[START Excerpt]

2. Bin packing and resource management. Borg treated a cluster of machines as a single pool of resources. Its scheduler solved a variant of the bin packing problem: given a set of tasks with resource requirements and a set of machines with resource capacities, place tasks on machines to maximize utilization while respecting constraints (failure domain isolation, hardware requirements, etc.). Borg achieved remarkably high utilization — published figures suggest 60-70% average CPU utilization across Google’s fleet, compared to the 5-15% typical of enterprise data centers.
3. Service discovery via naming. Borg provided a built-in naming service (BNS) that allowed tasks to find each other by name rather than by IP address and port. This was essential in an environment where tasks were constantly being started, stopped, and moved between machines.

[END Excerpt]

## Complete the following
1. Does each statement agree with the Borg excerpt? Answer yes or no for each, and quote the words of the excerpt that decide it.
(a) Borg's scheduler placed tasks on machines to maximize utilization while respecting constraints.
(b) Enterprise data centers typically reached 60-70% average CPU utilization.
(c) BNS let tasks locate each other by IP address and port.
2. Carry on the Borg passage past its final sentence.
The listing after this point comes from a separate source.

[START Raw records]

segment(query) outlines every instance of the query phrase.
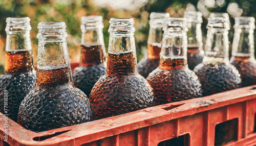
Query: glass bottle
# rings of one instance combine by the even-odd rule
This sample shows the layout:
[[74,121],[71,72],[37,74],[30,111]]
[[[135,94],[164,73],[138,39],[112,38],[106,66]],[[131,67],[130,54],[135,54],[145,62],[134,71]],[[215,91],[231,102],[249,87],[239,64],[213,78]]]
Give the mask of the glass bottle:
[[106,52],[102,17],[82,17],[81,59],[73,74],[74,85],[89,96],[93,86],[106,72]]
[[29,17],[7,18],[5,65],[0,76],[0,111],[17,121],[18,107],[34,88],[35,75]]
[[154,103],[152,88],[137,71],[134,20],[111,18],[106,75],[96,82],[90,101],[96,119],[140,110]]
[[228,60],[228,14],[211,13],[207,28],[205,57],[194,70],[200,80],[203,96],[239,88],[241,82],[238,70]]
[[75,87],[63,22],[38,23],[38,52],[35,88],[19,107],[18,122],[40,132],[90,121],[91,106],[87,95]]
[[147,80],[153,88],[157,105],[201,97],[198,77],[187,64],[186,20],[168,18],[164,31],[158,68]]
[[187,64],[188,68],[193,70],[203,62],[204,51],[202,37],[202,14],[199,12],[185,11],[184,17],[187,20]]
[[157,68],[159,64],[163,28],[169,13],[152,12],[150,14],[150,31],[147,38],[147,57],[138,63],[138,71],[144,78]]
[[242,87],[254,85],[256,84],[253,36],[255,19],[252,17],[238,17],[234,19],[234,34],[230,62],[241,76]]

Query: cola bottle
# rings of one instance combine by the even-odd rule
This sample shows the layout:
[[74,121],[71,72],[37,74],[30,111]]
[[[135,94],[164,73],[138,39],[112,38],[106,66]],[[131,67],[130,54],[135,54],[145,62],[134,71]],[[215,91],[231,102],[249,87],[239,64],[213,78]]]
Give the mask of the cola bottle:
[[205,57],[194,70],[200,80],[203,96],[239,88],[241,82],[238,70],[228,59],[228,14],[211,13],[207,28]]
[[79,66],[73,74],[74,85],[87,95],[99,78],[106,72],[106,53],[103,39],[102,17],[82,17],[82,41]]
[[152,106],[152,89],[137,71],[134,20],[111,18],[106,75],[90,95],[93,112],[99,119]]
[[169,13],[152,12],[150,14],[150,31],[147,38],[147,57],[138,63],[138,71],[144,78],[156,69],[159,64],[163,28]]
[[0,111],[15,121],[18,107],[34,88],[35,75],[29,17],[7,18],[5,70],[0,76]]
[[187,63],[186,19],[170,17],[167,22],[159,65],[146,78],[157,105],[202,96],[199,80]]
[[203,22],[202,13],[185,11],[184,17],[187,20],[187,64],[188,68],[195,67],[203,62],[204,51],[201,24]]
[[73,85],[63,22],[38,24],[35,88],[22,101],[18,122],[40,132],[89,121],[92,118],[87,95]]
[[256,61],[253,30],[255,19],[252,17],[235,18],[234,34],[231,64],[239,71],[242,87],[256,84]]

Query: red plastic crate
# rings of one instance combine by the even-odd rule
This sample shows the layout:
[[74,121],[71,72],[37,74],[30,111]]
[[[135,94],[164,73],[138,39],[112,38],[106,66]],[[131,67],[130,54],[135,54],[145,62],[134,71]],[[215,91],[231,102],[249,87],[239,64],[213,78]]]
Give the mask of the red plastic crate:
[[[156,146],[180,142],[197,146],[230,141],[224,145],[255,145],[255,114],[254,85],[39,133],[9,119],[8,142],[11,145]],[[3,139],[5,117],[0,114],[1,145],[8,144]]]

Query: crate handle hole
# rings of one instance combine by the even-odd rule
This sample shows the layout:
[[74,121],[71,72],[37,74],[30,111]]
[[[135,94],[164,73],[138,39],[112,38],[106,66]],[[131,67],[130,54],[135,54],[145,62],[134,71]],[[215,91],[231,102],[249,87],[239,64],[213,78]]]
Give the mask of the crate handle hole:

[END Raw records]
[START Raw records]

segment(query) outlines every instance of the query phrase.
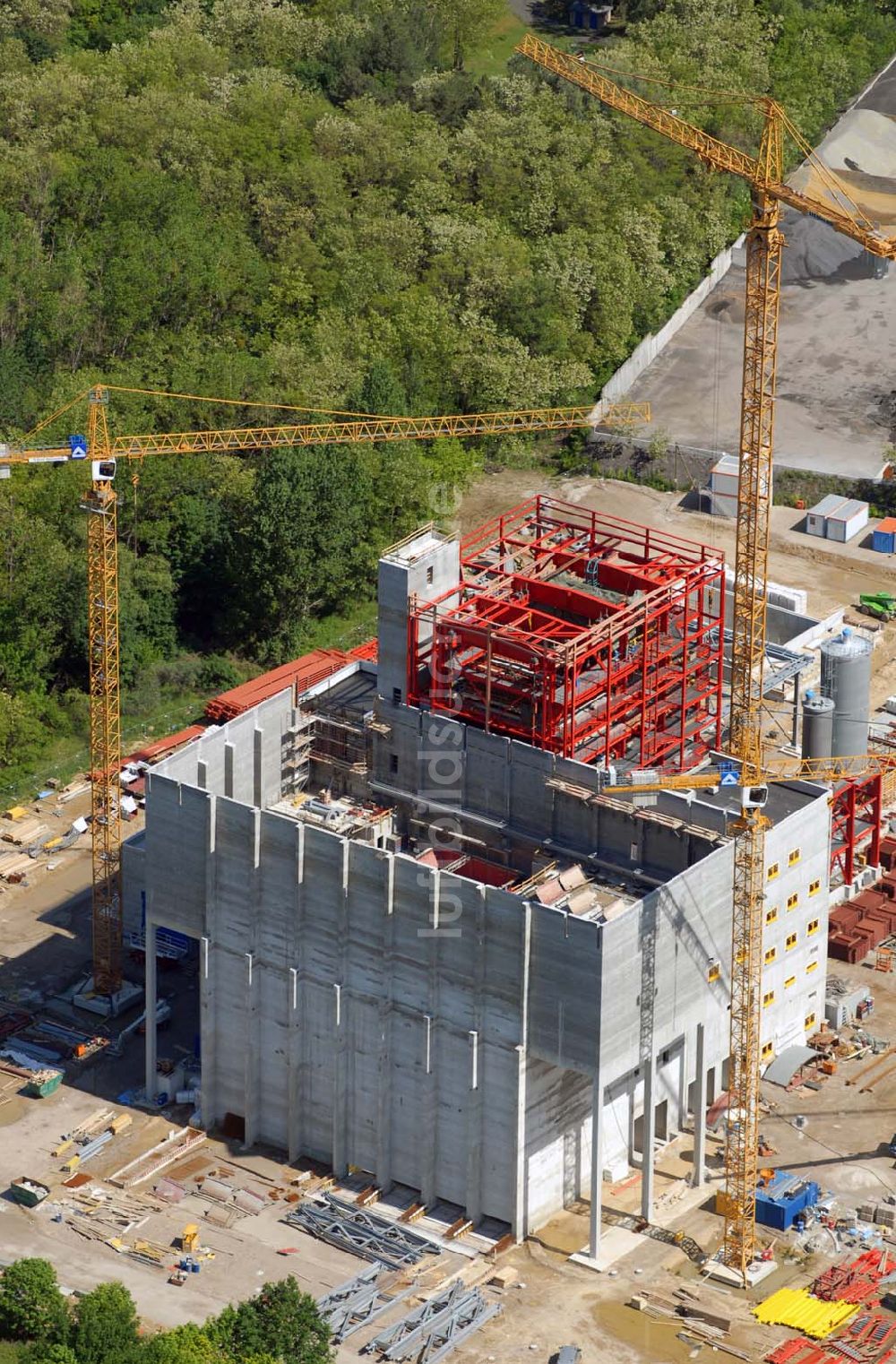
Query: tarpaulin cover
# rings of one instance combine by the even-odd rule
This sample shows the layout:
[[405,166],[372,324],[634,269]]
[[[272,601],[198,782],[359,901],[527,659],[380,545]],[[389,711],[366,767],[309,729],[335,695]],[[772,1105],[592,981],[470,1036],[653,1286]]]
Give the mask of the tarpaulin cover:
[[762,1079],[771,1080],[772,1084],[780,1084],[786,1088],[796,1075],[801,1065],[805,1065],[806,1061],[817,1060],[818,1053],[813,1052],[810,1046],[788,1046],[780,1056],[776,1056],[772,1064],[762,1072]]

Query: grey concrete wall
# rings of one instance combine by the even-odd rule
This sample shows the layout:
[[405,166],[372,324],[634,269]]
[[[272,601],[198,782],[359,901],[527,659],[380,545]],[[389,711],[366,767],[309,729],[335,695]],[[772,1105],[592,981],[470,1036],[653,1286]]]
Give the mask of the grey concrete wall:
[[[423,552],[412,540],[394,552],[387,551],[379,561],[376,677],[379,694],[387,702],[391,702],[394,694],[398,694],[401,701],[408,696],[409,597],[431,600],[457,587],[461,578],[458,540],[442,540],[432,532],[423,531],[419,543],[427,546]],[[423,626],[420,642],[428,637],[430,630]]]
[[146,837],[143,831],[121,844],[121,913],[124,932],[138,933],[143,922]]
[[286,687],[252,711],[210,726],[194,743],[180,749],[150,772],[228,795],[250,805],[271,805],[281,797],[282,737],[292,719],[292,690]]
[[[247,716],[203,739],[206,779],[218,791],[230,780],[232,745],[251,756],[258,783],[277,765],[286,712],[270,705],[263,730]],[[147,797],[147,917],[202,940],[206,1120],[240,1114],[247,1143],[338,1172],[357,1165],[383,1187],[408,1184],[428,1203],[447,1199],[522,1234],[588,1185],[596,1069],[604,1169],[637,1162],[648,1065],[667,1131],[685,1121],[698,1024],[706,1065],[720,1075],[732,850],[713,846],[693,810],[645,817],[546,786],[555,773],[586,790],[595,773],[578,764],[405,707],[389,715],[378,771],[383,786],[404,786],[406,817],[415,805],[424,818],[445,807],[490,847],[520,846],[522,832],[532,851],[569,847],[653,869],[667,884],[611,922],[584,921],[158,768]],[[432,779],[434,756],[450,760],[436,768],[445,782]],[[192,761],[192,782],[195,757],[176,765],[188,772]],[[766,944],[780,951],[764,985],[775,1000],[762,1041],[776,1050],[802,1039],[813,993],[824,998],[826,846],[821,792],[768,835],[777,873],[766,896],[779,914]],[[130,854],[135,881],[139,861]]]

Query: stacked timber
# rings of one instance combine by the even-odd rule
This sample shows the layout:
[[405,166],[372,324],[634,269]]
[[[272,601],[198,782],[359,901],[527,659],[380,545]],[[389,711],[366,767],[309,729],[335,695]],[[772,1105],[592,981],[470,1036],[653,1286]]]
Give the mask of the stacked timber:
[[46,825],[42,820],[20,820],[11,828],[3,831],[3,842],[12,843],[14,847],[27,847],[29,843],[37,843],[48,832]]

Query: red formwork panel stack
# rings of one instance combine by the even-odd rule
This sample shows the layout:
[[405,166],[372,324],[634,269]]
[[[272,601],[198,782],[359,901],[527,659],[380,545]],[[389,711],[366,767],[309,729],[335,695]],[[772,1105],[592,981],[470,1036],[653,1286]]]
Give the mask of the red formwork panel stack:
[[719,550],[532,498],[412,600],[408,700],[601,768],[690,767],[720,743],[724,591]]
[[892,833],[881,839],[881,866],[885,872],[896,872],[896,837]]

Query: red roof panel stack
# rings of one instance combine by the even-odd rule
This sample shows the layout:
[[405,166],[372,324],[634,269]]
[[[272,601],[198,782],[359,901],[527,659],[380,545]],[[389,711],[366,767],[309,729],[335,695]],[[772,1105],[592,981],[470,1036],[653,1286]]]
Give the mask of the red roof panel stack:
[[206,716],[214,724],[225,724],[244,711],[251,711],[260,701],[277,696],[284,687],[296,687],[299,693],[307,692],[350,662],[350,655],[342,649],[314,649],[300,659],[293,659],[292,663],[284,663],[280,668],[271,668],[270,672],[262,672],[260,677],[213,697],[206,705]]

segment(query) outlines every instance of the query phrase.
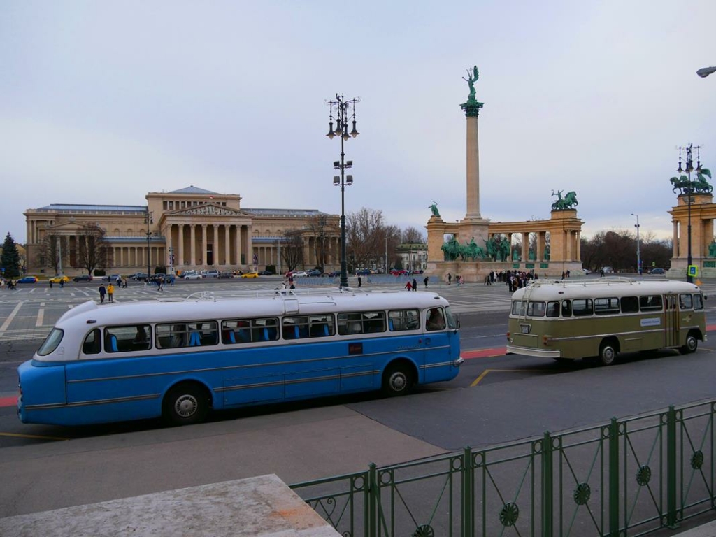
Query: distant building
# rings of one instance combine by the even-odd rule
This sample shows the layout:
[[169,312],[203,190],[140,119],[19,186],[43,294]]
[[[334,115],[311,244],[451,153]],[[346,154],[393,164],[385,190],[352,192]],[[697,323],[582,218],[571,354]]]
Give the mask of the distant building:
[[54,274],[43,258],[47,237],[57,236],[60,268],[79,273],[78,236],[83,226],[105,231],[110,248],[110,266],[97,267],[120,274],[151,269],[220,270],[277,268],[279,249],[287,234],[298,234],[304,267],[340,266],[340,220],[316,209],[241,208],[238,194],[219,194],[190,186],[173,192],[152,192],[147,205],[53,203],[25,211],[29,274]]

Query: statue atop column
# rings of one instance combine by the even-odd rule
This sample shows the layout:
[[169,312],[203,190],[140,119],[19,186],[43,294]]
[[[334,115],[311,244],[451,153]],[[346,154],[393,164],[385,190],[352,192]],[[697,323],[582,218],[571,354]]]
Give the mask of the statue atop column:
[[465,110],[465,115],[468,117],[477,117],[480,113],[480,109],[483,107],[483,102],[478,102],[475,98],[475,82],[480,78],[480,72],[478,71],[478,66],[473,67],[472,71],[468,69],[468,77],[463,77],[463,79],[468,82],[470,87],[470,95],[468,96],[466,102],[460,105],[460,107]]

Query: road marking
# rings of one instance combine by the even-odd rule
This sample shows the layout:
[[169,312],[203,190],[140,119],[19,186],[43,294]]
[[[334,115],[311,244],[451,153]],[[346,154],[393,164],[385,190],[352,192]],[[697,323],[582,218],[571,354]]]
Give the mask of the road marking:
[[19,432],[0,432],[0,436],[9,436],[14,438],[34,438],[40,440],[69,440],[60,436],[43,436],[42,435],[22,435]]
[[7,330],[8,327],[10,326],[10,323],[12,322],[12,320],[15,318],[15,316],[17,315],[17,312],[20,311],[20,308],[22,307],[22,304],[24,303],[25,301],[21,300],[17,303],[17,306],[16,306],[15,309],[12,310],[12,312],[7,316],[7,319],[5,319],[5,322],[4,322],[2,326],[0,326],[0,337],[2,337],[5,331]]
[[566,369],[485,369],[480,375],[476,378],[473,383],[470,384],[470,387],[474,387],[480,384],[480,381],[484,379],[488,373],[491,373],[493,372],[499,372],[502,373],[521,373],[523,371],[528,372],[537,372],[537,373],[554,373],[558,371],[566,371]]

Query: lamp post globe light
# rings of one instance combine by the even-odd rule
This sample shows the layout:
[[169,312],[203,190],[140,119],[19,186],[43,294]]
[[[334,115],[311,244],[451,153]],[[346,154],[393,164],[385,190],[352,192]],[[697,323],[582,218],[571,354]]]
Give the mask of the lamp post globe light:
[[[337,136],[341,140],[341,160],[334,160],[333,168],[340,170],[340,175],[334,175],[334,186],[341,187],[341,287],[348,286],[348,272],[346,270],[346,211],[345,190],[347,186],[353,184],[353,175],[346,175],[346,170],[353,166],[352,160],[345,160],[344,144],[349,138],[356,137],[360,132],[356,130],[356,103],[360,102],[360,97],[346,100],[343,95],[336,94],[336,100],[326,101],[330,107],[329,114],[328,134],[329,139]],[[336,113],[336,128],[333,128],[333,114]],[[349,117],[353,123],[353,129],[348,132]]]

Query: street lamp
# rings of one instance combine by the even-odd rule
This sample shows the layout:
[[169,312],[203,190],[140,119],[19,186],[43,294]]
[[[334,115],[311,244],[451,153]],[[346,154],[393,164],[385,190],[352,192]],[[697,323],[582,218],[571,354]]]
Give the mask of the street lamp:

[END Raw records]
[START Raw records]

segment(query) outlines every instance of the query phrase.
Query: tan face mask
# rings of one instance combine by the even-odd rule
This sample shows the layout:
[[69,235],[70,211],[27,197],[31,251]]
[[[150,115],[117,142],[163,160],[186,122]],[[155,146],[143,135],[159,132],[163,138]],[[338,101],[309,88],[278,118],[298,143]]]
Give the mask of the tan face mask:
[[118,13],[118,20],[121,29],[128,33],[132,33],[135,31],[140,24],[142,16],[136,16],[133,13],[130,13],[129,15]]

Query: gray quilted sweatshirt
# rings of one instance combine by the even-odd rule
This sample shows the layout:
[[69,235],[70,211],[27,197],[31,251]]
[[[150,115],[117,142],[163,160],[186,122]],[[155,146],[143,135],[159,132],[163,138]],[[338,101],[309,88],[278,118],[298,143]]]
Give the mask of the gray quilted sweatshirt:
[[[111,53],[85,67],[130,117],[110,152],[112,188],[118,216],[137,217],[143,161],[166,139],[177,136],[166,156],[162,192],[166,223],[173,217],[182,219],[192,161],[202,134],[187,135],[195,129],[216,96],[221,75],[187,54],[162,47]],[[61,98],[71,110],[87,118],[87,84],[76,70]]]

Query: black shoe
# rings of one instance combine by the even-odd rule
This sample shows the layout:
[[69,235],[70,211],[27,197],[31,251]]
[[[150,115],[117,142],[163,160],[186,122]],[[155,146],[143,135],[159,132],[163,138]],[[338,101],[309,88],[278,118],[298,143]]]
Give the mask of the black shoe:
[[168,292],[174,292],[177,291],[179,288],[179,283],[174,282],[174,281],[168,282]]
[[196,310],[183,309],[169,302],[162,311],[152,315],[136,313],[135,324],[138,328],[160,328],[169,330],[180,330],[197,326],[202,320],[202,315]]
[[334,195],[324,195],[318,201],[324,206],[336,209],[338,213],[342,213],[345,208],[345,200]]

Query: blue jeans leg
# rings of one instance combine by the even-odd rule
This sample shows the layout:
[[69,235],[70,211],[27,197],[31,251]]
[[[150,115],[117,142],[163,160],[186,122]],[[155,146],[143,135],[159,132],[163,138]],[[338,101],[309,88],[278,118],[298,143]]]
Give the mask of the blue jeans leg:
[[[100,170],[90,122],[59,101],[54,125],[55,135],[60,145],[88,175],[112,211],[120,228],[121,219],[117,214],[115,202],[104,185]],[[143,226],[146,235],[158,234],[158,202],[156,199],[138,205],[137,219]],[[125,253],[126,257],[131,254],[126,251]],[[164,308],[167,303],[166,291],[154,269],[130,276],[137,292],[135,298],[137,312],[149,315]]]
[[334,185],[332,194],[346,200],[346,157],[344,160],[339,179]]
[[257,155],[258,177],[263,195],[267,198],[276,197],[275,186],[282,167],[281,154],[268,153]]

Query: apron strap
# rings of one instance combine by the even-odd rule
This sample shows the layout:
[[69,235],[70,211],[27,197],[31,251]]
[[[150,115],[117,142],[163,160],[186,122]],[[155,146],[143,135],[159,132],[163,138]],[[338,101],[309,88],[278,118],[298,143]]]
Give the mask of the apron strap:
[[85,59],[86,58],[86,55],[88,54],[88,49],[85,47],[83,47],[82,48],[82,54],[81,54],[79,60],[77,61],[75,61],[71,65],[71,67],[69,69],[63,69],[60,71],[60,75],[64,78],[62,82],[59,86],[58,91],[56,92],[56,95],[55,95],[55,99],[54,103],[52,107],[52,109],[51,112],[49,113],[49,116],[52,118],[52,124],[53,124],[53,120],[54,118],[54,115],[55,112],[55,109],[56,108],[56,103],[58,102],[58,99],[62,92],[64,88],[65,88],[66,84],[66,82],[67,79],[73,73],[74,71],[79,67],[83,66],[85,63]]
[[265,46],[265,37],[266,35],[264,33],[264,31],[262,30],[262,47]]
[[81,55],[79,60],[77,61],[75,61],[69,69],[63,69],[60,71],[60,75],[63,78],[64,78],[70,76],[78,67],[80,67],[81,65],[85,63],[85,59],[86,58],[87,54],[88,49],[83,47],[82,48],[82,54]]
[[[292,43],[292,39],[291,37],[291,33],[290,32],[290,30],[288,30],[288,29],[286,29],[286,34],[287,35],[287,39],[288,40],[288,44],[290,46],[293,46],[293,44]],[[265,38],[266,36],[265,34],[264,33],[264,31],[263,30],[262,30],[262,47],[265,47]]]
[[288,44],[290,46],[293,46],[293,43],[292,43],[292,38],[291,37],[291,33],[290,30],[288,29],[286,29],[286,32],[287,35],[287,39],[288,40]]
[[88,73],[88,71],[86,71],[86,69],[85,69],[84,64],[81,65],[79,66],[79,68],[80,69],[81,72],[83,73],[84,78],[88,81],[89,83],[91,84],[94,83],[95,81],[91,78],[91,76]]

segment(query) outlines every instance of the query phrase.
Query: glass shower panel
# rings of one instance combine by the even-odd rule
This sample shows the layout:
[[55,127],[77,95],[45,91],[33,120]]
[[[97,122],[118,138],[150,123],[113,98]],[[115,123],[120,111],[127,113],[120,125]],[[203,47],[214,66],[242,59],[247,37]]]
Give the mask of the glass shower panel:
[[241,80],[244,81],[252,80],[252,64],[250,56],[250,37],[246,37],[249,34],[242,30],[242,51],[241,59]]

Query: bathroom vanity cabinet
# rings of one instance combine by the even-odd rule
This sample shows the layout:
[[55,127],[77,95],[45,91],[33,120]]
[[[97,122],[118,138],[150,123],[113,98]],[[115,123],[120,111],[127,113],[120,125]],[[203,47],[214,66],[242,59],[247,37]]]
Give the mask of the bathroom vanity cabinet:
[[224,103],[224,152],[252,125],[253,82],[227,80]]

[END Raw records]

## Task responses
1.
(a) Yes: "place tasks on machines to maximize utilization while respecting constraints"
(b) No: "compared to the 5-15% typical of enterprise data centers"
(c) No: "find each other by name rather than by IP address and port"

2.
4. Allocs and resource reservations. Borg introduced the concept of “allocs” — reserved resources on a machine that could be filled with tasks. This concept directly inspired the Kubernetes Pod: a group of containers that share resources and are co-scheduled on the same machine.
Google’s Omega: The Research System
Borg was a production system, evolved over a decade, carrying enormous technical debt. In 2011-2013, Google built Omega as a research project to explore alternative cluster management architectures. Omega’s key contribution was its approach to scheduling: instead of Borg’s monolithic scheduler, Omega used optimistic concurrency control with a shared state model. Multiple schedulers could operate in parallel, each reading the full cluster state, making scheduling decisions, and then atomically committing those decisions. If two schedulers made conflicting decisions, one would detect the conflict and retry.
This shared-state, optimistic-concurrency approach influenced Kubernetes’ design in a critical way: it demonstrated that you could have multiple independent controllers operating on shared state, each making progress independently, with conflicts resolved through mechanisms like resource versioning. This is exactly the model that Kubernetes uses for its controllers.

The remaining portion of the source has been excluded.